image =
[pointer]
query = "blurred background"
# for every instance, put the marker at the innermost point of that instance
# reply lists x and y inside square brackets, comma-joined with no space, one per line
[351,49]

====

### TASK OBJECTIVE:
Rewrite the lines above, changing "blurred background" to "out-of-focus background" and leaving everything else as it is.

### WRITTEN RESPONSE:
image =
[pointer]
query = "out-of-focus background"
# for every instance, put the marker at the innermost point of that instance
# reply lists x and y inside square brackets, comma-joined with no space, one per line
[351,49]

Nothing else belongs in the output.